MATERIAIS FORNECIDOS:

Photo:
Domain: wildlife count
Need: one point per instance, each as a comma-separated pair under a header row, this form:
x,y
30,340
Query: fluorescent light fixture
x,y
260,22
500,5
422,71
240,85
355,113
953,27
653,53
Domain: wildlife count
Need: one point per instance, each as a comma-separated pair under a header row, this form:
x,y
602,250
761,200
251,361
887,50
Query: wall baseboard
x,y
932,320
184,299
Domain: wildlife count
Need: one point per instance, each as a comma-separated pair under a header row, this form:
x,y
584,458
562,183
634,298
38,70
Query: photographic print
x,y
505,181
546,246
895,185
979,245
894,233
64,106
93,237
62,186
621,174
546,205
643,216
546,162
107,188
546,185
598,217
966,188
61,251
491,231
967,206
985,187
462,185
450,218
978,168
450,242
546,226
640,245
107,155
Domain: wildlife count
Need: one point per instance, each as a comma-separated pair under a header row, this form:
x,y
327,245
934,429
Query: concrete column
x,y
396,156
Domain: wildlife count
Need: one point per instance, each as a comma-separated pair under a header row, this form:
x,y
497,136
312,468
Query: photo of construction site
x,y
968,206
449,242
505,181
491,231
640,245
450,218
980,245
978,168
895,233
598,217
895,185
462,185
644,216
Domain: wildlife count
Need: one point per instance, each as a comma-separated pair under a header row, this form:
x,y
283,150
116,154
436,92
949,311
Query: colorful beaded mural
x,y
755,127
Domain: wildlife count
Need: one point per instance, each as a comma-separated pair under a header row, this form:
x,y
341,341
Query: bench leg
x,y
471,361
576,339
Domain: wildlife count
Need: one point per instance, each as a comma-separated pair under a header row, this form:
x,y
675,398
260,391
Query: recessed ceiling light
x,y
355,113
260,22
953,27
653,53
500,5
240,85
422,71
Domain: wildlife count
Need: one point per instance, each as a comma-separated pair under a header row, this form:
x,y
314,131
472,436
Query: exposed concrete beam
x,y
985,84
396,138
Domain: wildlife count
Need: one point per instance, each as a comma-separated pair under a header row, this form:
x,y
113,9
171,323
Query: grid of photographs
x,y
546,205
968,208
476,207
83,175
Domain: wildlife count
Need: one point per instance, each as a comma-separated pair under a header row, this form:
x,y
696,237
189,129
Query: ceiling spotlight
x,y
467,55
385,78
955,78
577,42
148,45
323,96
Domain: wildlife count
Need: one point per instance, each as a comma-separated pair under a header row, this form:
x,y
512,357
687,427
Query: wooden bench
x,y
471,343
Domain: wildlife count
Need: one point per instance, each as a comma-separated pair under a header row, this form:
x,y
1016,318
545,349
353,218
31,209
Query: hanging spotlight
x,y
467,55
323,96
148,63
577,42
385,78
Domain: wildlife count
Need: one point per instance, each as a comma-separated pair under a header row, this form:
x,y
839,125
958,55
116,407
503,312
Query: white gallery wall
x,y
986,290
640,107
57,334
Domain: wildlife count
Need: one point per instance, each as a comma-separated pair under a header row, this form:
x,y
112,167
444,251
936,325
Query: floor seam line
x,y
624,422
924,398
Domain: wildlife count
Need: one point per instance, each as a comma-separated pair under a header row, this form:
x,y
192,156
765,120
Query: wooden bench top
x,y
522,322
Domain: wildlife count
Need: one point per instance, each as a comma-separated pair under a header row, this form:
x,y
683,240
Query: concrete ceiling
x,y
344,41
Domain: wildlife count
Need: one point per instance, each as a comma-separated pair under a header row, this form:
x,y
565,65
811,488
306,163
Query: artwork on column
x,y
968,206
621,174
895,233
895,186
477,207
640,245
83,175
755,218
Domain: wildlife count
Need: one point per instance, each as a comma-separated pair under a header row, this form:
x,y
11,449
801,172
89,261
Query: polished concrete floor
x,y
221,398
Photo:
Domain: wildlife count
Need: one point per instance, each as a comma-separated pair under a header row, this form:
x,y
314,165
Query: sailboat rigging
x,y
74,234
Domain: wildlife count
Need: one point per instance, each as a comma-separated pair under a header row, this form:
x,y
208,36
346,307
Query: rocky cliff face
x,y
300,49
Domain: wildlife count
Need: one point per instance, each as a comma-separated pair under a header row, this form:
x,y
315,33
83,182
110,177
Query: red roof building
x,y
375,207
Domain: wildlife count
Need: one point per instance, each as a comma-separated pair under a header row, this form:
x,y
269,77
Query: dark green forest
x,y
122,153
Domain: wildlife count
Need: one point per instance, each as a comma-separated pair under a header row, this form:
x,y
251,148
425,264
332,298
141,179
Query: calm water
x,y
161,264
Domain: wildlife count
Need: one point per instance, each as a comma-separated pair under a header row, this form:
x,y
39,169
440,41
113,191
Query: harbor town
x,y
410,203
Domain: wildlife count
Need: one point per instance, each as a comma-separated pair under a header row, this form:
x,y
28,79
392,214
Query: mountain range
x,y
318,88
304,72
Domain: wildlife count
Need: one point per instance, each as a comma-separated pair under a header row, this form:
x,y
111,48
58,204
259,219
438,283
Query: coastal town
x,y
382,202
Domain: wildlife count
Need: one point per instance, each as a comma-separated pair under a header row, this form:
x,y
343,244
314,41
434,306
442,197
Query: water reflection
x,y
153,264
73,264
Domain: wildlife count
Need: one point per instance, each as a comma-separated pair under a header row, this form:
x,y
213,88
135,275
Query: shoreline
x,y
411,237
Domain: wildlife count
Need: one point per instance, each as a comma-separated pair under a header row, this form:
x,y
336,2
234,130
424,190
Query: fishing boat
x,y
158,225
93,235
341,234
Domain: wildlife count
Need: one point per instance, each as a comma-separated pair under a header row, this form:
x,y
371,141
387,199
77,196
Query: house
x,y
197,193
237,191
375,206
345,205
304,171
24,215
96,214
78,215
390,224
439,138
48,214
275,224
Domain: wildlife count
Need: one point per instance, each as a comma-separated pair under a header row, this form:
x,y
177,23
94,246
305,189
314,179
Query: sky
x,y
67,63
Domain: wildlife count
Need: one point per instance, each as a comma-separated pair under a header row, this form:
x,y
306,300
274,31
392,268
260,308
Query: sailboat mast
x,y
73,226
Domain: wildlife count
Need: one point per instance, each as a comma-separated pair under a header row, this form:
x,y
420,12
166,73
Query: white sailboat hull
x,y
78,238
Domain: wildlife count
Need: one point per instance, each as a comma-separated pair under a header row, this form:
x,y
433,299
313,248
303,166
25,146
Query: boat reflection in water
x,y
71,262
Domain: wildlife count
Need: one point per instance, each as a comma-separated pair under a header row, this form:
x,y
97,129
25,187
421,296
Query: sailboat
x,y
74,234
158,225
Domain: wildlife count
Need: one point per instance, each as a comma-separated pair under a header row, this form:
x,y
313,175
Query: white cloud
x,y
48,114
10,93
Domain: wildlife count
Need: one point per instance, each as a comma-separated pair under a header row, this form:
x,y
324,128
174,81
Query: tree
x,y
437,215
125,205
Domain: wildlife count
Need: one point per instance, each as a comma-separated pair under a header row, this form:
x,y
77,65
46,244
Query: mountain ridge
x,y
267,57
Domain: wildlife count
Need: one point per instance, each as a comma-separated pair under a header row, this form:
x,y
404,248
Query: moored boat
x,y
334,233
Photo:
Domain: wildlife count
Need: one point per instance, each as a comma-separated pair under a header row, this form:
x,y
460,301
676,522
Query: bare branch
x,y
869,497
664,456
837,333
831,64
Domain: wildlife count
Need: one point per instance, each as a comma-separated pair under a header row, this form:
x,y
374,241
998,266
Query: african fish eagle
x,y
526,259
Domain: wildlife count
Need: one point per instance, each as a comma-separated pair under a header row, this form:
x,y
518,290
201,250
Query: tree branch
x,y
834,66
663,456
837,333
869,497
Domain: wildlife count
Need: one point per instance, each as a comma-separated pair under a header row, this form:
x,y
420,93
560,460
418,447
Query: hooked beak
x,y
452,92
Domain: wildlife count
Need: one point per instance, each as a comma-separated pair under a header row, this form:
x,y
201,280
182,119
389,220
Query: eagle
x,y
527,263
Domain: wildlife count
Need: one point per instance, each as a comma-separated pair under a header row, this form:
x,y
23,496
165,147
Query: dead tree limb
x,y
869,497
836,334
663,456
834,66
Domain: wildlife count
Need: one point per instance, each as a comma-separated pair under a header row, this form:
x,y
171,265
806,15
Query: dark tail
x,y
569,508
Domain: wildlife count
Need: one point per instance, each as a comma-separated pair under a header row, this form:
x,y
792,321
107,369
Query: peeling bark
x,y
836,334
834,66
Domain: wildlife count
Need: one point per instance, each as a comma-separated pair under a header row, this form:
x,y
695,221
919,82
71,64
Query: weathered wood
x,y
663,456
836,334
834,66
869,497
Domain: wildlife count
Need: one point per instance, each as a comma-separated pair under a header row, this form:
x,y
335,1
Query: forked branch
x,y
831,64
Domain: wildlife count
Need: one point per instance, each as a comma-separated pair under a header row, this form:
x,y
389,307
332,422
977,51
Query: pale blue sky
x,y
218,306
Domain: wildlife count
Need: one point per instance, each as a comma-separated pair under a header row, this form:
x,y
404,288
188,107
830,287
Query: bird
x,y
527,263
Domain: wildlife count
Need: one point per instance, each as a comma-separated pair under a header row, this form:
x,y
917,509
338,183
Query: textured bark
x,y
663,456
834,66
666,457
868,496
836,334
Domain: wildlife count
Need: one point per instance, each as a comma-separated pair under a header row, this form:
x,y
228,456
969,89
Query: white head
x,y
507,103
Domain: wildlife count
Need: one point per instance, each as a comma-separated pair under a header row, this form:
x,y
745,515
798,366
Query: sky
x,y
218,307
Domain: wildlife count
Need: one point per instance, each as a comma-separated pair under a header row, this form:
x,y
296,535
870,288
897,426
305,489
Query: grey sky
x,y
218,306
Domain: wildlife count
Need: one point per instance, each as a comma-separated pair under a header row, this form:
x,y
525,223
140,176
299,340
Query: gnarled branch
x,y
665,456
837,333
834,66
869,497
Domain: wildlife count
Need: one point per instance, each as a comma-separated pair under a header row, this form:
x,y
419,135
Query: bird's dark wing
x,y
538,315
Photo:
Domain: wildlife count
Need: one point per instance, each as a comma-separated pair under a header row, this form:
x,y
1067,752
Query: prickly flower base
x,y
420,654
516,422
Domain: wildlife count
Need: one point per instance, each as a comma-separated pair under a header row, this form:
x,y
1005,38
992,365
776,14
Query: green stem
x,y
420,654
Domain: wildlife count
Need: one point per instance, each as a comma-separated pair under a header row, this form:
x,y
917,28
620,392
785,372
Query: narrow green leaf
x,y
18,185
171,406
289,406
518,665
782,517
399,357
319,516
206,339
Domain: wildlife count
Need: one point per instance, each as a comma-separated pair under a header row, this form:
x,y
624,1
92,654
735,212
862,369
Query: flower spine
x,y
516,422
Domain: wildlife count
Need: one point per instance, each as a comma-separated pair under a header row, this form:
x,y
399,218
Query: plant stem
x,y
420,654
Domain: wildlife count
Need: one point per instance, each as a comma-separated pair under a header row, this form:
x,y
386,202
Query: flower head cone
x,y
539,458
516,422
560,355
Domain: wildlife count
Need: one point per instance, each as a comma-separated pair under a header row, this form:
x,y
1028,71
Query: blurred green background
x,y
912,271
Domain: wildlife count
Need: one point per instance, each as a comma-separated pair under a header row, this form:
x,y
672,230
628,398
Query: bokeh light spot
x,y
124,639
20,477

INSTRUÇÕES E REQUISITOS: Indique quantas linhas dos registros acima contêm a palavra "tree", diferenciando maiúsculas de minúsculas. Responda somente com o número.

RESPOSTA DESENVOLVIDA: 3